Quickstart for Repository Users

Introduction

This page is for anyone who is working on files in the LEMDO subversion repository, including encoders, remediators, developers, designers, anthology leads, and editors who are doing their own encoding (or correcting encoded texts). We have role-based Quickstarts for most of these users. See Prior Reading.
Make sure you have been added to the lemdo_repo_users mailing list. You will receive a subscription notification when we add you. Sometimes we will make changes across all the files in the repository. In these cases, you will receive an email asking you to commit the files you have worked on and stop working in the repo until we let you know it is okay to continue working.

Prior Reading

Read the Quickstart that is relevant to the role(s) you play in the project. See Introduction to Quickstart Guidelines.

Workflow

We recommend that you work through these tasks in the order listed:
Read this page.
If you are an RA who is not a member of the LEMDO Team (i.e., not at UVic), ask your Editor to introduce you to us via email. If you are an Editor, email us to indicate that you are ready to begin encoding your work on the LEMDO platform.
Apply for UVic affiliate identity if you are not at UVic. See Get a NetLink ID.
When your affiliate identity is approved, make a NetLink id and password for yourself.
Send us your NetLink ID. (UVic students, staff, and faculty: your NetLink ID is your UVic email handle.)
Send us a bio-bibliographical note for our list of contributors. (At this point, we will create an xml:id for you and send it to you.)
Set up your XML editor (Oxygen). See Install Oxygen.
Install Subversion commands. Ask the LEMDO team for help on this step, if necessary:
Reach out to the LEMDO team for additional training on how to check out the LEMDO repository, open the project file, and navigate to your portfolio.
Check out the repository:
Read up on committing files to the repository. See Commit Files.
Open the LEMDO Oxygen project. See LEMDO Oxygen Project.
Navigate to the edition portfolio on which you have write privileges.
Begin encoding. Follow the relevant instructions in the LEMDO documentation for the type of file you are encoding.
Remember to update your local copy of the repo and commit your files often! See Practice: Use Subversion Commands and Commit Files.

──────────────────────────────

> **Exercise tasks**:
A) From the LEMDO repository quickstart, return the passage starting with "Read the Quickstart" and going on through "UVic email handle.)".
B) List the kinds of users that the LEMDO repository quickstart says it is written for.
C) Write the next part of the LEMDO repository quickstart, picking up after its final sentence.
The records are separate material and have no connection to the LEMDO repository quickstart.

──────────────────────────────

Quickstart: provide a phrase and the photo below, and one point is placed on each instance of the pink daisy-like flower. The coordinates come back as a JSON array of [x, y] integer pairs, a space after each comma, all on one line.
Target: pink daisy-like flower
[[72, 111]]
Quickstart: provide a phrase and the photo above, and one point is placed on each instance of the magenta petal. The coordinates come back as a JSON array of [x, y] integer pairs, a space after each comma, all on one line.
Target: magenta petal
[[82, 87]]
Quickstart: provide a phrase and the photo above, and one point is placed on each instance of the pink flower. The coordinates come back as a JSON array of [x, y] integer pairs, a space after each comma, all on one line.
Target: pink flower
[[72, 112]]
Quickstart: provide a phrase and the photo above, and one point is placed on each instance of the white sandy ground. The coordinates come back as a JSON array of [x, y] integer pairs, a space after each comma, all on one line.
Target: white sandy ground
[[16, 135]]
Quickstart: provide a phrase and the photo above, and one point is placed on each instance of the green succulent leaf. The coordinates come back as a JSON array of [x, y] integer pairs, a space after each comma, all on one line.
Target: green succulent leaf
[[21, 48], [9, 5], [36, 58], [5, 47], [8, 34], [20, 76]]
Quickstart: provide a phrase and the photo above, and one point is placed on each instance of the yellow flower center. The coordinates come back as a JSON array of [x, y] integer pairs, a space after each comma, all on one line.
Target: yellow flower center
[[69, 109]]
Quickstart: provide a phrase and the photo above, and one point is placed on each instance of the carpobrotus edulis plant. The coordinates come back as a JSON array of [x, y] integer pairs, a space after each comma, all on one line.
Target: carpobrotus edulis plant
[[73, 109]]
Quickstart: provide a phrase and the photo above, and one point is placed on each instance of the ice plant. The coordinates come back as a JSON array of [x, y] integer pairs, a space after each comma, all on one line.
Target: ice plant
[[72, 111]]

──────────────────────────────

> **Answers in order**:
A)
Read the Quickstart that is relevant to the role(s) you play in the project. See Introduction to Quickstart Guidelines.

Workflow

We recommend that you work through these tasks in the order listed:
Read this page.
If you are an RA who is not a member of the LEMDO Team (i.e., not at UVic), ask your Editor to introduce you to us via email. If you are an Editor, email us to indicate that you are ready to begin encoding your work on the LEMDO platform.
Apply for UVic affiliate identity if you are not at UVic. See Get a NetLink ID.
When your affiliate identity is approved, make a NetLink id and password for yourself.
Send us your NetLink ID. (UVic students, staff, and faculty: your NetLink ID is your UVic email handle.)

B) Encoders, remediators, developers, designers, anthology leads, and editors who are doing their own encoding (or correcting encoded texts).

C)
Prosopography

Janelle Jenstad

Janelle Jenstad is a Professor of English at the University of Victoria, Director of The Map of Early Modern London, and Director of Linked Early Modern Drama Online. With Jennifer Roberts-Smith and Mark Kaethler, she co-edited Shakespeare’s Language in Digital Media: Old Words, New Tools (Routledge). She has edited John Stow’s A Survey of London (1598 text) for MoEML and is currently editing The Merchant of Venice (with Stephen Wittek) and Heywood’s 2 If You Know Not Me You Know Nobody for DRE. Her articles have appeared in Digital Humanities Quarterly, Elizabethan Theatre, Early Modern Literary Studies, Shakespeare Bulletin, Renaissance and Reformation, and The Journal of Medieval and Early Modern Studies. She contributed chapters to Approaches to Teaching Othello (MLA); Teaching Early Modern Literature from the Archives (MLA); Institutional Culture in Early Modern England (Brill); Shakespeare, Language, and the Stage (Arden); Performing Maternity in Early Modern England (Ashgate); New Directions in the Geohumanities (Routledge); Early Modern Studies and the Digital Turn (Iter); Placing Names: Enriching and Integrating Gazetteers (Indiana); Making Things and Drawing Boundaries (Minnesota); Rethinking Shakespeare Source Study: Audiences, Authors, and Digital Technologies (Routledge); and Civic Performance: Pageantry and Entertainments in Early Modern London (Routledge). For more details, see janellejenstad.com.

Joey Takeda

Joey Takeda is LEMDO’s Consulting Programmer and Designer, a role he assumed in 2020 after three years as the Lead Developer on LEMDO.

Kim Shortreed

Kim is a PhD Candidate in Media Studies and Digital Humanities, through UVicʼs English Department. Kim has worked for years in TEI and XML, mostly through the Colonial Despatches website, and in a number of roles, including technical editor, research and markup, writing and editing, documentation, and project management. Recently, Kim worked with a team of Indigenous students to find ways to decolonize the Despatches projectʼs content and encoding practices. Part of Kimʼs dissertation project, Contracolonial Practices in Salish Sea Namescapes, is to prototype a haptic map, a motion-activated topography installation that plays audio clips of spoken toponyms, in SENĆOŦEN and English, of the W̱SÁNEĆ Territory/Saanich Peninsula, respectively.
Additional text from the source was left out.